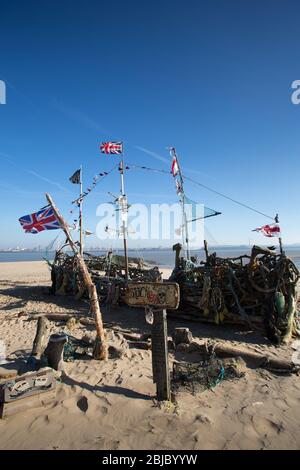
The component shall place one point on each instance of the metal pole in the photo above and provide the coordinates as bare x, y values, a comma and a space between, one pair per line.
80, 215
123, 209
183, 205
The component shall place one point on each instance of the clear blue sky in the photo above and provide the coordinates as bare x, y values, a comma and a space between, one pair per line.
212, 78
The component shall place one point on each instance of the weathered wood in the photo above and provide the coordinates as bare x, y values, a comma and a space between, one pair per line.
26, 404
160, 363
54, 351
177, 248
26, 385
182, 335
40, 338
100, 348
258, 359
139, 345
160, 295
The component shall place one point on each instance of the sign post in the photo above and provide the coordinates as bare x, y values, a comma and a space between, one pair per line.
160, 362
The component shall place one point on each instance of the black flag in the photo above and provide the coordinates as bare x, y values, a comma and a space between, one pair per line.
76, 177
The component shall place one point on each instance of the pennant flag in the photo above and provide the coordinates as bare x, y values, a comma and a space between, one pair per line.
115, 148
39, 221
75, 178
174, 167
178, 188
272, 230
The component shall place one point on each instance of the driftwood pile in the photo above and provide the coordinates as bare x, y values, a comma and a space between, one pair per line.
257, 290
107, 273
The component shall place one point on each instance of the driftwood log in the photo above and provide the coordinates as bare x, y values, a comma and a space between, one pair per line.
100, 348
182, 335
54, 351
258, 359
40, 338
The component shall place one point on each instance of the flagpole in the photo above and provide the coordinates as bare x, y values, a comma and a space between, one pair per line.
183, 205
123, 211
80, 215
280, 239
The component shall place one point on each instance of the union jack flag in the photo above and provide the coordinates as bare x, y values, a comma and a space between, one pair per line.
39, 221
112, 147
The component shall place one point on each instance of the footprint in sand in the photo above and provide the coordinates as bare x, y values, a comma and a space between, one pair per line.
83, 404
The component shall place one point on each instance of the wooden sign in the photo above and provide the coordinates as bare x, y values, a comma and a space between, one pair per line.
160, 361
25, 385
161, 295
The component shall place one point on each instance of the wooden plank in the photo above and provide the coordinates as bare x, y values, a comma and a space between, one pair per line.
26, 404
160, 362
162, 295
27, 385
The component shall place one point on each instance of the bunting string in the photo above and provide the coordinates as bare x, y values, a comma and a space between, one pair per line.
246, 206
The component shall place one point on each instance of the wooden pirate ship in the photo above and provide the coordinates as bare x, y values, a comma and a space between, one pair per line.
258, 290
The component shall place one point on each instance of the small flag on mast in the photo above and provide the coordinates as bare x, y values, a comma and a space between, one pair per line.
115, 148
75, 178
272, 230
174, 167
44, 219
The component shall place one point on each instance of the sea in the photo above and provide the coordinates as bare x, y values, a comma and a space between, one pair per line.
163, 258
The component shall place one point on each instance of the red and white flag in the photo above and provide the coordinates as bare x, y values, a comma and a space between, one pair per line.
272, 230
174, 167
115, 148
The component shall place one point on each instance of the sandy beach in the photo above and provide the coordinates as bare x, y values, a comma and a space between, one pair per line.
111, 405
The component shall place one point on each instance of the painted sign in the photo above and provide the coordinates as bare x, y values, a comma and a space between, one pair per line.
160, 295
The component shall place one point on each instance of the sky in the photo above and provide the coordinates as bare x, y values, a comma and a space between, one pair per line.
212, 78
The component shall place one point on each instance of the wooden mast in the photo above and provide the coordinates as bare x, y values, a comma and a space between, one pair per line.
80, 215
280, 239
100, 348
185, 223
123, 211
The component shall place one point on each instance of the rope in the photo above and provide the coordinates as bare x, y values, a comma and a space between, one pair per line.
205, 187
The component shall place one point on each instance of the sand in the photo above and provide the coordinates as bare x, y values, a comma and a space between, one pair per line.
111, 405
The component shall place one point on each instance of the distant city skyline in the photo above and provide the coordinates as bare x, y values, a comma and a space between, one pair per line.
218, 80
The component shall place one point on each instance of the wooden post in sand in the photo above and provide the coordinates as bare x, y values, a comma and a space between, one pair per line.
160, 363
100, 348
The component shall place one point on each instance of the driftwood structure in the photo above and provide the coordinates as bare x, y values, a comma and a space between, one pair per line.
107, 273
257, 290
100, 348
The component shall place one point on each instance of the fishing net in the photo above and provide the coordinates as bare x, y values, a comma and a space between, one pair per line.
204, 375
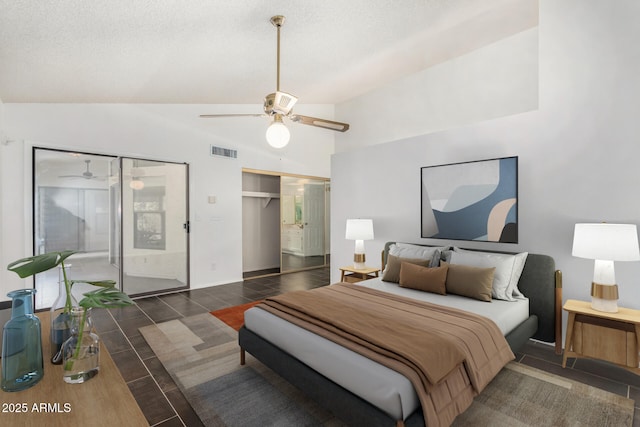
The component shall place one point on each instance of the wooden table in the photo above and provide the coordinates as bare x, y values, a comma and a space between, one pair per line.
614, 337
104, 400
353, 275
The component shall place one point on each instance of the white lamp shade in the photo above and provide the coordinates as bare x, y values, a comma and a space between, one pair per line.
610, 242
277, 134
359, 229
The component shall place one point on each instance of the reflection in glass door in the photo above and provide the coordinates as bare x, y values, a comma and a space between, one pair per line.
154, 221
129, 227
71, 212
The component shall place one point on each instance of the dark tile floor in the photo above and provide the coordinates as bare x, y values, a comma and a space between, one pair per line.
163, 404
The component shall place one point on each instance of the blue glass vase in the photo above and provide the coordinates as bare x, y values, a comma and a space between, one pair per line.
22, 365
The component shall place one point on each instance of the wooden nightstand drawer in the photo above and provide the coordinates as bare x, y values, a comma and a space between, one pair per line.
613, 337
606, 343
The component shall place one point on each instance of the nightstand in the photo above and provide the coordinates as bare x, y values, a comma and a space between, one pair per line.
599, 335
353, 275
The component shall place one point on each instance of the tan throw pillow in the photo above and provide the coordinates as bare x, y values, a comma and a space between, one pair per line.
468, 281
423, 278
392, 270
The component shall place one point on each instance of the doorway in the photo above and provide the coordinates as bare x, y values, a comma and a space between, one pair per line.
126, 218
285, 223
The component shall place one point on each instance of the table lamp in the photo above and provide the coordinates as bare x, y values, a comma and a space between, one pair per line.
605, 243
359, 230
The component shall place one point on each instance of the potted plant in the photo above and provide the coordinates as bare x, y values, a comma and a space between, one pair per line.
81, 352
61, 313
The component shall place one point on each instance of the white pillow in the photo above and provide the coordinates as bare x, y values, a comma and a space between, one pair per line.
406, 250
508, 270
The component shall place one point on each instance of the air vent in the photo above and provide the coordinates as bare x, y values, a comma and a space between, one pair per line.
224, 152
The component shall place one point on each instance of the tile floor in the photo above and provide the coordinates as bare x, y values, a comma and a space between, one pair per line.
163, 404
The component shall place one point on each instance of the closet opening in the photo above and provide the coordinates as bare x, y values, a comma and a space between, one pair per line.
285, 223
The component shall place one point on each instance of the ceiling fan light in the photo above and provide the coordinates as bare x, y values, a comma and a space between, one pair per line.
277, 133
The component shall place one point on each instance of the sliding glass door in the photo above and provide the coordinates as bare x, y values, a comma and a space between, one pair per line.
126, 218
154, 220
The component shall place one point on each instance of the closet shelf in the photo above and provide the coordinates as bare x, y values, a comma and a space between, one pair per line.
263, 195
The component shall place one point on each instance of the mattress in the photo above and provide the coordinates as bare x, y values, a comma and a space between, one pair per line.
382, 387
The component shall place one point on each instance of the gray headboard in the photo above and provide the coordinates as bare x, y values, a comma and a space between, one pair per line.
542, 284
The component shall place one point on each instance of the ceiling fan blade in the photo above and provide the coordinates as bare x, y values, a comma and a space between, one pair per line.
209, 116
322, 123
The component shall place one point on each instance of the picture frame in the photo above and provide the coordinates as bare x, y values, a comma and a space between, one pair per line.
473, 201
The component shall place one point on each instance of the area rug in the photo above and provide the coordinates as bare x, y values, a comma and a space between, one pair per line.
234, 316
202, 355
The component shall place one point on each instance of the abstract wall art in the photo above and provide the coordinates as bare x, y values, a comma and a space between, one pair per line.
471, 201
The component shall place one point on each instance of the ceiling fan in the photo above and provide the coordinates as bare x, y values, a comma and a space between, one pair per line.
280, 104
87, 174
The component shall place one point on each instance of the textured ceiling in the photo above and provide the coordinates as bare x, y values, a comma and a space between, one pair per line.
224, 52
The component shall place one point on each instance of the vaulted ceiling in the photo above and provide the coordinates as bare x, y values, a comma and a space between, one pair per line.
224, 52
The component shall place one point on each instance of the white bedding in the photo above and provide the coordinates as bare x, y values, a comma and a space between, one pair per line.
375, 383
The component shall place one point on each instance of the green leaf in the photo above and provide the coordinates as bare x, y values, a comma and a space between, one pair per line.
105, 298
29, 266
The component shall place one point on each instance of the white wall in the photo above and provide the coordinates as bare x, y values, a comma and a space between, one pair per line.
158, 132
577, 150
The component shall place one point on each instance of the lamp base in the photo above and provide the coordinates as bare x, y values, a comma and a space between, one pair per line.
604, 297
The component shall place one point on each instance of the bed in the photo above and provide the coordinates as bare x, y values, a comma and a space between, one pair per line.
343, 385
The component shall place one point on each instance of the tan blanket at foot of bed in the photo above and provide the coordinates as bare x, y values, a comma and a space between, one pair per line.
449, 355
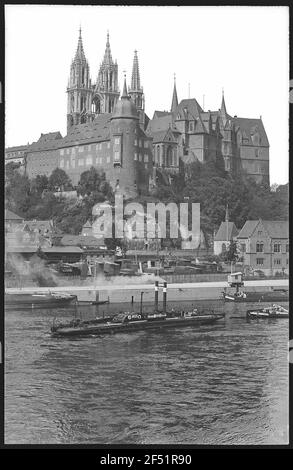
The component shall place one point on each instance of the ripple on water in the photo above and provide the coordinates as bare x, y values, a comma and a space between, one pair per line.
220, 384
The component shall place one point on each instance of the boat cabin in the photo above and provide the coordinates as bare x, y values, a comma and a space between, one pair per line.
235, 279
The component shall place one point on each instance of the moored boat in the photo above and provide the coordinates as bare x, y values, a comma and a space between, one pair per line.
275, 311
128, 322
264, 296
38, 299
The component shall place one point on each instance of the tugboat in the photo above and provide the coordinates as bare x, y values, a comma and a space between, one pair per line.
39, 299
235, 280
275, 311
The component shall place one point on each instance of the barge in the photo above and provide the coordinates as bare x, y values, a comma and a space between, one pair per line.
281, 295
25, 300
129, 322
275, 311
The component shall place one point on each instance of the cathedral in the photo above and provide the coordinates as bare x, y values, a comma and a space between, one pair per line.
111, 132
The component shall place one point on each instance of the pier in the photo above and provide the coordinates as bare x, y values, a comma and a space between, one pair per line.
176, 292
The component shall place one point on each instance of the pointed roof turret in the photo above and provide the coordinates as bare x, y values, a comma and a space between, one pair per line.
124, 107
223, 105
79, 55
135, 78
227, 214
125, 92
174, 97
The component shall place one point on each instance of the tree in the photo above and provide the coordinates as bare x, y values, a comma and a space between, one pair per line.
59, 181
232, 254
93, 186
39, 184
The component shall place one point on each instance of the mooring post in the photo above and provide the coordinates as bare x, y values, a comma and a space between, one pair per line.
141, 296
156, 295
165, 297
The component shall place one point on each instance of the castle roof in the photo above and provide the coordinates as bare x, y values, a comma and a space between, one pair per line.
161, 124
95, 131
248, 127
159, 114
125, 108
274, 228
226, 231
9, 215
17, 148
48, 141
192, 107
164, 136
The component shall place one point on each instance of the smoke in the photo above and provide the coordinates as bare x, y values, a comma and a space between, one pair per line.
34, 270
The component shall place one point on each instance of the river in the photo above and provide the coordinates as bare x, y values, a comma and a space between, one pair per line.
220, 384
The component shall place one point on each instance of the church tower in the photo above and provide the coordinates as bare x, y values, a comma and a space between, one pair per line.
136, 91
106, 92
174, 104
79, 90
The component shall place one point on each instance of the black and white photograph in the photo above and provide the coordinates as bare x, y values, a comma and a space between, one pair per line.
146, 226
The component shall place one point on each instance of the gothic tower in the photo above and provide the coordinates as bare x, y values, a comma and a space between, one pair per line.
136, 91
174, 104
79, 90
124, 131
106, 92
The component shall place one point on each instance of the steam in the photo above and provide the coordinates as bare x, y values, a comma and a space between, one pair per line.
34, 270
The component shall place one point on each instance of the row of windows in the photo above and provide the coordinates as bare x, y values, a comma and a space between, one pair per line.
277, 261
276, 247
83, 148
141, 143
140, 157
82, 161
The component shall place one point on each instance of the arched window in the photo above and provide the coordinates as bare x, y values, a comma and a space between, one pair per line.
169, 156
158, 154
96, 105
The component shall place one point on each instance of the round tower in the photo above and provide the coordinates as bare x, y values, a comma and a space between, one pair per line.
124, 132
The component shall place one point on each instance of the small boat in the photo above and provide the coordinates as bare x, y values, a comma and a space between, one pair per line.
100, 302
38, 299
264, 296
275, 311
127, 322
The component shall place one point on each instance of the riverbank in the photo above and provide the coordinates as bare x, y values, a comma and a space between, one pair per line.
176, 291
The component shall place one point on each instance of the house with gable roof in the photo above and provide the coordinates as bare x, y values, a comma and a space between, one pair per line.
264, 245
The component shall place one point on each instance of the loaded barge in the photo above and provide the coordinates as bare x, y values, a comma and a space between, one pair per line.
30, 300
127, 322
235, 280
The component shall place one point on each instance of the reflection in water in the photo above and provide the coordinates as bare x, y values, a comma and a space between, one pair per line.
220, 384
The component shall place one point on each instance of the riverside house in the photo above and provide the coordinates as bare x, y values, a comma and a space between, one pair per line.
264, 245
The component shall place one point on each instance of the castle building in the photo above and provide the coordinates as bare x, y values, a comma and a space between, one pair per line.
189, 133
116, 136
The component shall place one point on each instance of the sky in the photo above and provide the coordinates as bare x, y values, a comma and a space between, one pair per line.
241, 50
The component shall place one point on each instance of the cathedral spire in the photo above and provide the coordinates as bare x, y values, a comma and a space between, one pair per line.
135, 78
125, 93
79, 55
108, 56
174, 97
223, 105
136, 91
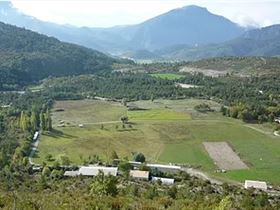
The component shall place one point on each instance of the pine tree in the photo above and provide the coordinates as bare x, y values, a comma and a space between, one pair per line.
23, 121
48, 120
43, 121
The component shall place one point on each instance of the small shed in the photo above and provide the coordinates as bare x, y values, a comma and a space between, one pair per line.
71, 173
167, 181
255, 184
143, 175
94, 170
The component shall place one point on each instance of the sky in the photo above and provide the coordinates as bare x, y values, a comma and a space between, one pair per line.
107, 13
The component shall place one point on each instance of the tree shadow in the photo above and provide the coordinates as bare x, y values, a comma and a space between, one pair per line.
58, 134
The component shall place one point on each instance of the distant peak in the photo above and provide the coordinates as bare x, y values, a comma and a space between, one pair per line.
6, 5
194, 8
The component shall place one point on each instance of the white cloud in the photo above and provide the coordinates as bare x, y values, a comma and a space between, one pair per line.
104, 13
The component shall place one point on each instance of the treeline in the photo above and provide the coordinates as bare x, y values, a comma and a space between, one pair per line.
130, 86
27, 57
19, 120
52, 191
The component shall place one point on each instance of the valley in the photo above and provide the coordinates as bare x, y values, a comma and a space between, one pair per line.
178, 110
164, 131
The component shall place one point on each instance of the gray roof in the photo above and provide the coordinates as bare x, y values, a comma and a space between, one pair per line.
163, 180
255, 184
94, 170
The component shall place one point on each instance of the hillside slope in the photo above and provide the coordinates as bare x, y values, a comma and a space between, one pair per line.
258, 42
187, 25
26, 56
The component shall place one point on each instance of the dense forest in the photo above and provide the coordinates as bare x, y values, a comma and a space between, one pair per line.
26, 56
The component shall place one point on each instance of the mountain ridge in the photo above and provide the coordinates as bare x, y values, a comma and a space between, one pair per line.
151, 34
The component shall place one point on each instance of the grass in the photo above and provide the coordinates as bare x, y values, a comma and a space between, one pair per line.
87, 112
169, 76
168, 131
158, 114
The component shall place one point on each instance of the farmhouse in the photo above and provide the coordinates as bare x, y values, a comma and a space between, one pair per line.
166, 181
93, 171
255, 184
142, 175
160, 167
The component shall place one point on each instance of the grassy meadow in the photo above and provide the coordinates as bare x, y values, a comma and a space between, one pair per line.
168, 76
166, 131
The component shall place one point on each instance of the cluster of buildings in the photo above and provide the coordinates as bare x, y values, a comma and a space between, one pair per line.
135, 174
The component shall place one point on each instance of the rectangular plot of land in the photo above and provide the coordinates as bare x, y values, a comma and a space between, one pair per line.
223, 156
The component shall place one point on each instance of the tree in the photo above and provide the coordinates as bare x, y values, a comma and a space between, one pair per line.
64, 160
139, 157
46, 171
2, 124
114, 155
23, 121
34, 120
124, 119
43, 121
48, 120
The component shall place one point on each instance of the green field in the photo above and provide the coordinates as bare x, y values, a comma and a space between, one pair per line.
168, 76
158, 114
168, 131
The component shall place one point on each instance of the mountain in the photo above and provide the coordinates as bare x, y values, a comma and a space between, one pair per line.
258, 42
189, 25
26, 56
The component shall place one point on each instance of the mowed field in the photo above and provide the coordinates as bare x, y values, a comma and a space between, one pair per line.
168, 131
168, 76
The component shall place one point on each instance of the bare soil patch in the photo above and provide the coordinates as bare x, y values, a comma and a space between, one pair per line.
223, 156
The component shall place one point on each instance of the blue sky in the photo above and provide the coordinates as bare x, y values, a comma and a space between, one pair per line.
105, 13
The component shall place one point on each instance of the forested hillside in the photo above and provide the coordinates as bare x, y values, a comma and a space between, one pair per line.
26, 56
241, 65
258, 42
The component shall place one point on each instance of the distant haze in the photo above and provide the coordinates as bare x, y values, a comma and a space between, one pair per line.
106, 13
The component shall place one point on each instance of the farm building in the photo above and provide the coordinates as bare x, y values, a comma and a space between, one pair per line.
71, 173
160, 167
166, 181
92, 171
136, 174
255, 184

### Task details
Extract, unchanged, the closing run of lines that opens with the line containing "the green field" and ends with the last line.

### Response to the exercise
The component shall place one point on each instance of the green field in the photo above and provide the coordinates as bare x, y values, a comma and a space between, one pair per line.
168, 76
158, 114
168, 131
The component shall place one point on each instance of the mountain in the photo above and provide the coordinates as bare x, y values, a comma and a space between, one pair per line.
258, 42
189, 25
26, 56
The component shall place one point on each instance of the mowed field in the photo above and provide the coordinates as bare x, y values, a comma and a space between, one pair per line.
168, 131
168, 76
The component shall place one point on each instance of the bare soil patch in the photo above and provide the coordinates as bare x, y values, a comma and a space between, one pair per line.
223, 156
The component shall place one point on each instance of the blue sky in the photo above and provide the coordinates as bare x, y values, a comma and a space between, one pair per line.
105, 13
The component shall place one point on each instance of the forested hillside in the photo above and provide the coordinates as bare x, y values, a comma and a space between, one pair per line.
26, 56
241, 65
258, 42
The component shall place one point on each instance of the distant haze in the photo above and provide the coordinates as bare x, y values, a comma and a space between, one pair per line.
106, 13
The component shall place one point on each instance of the farm building in the photo above and provide the coordinates as bare x, y values, a comma and a space between, one pair per line.
71, 173
160, 167
166, 181
92, 171
136, 174
255, 184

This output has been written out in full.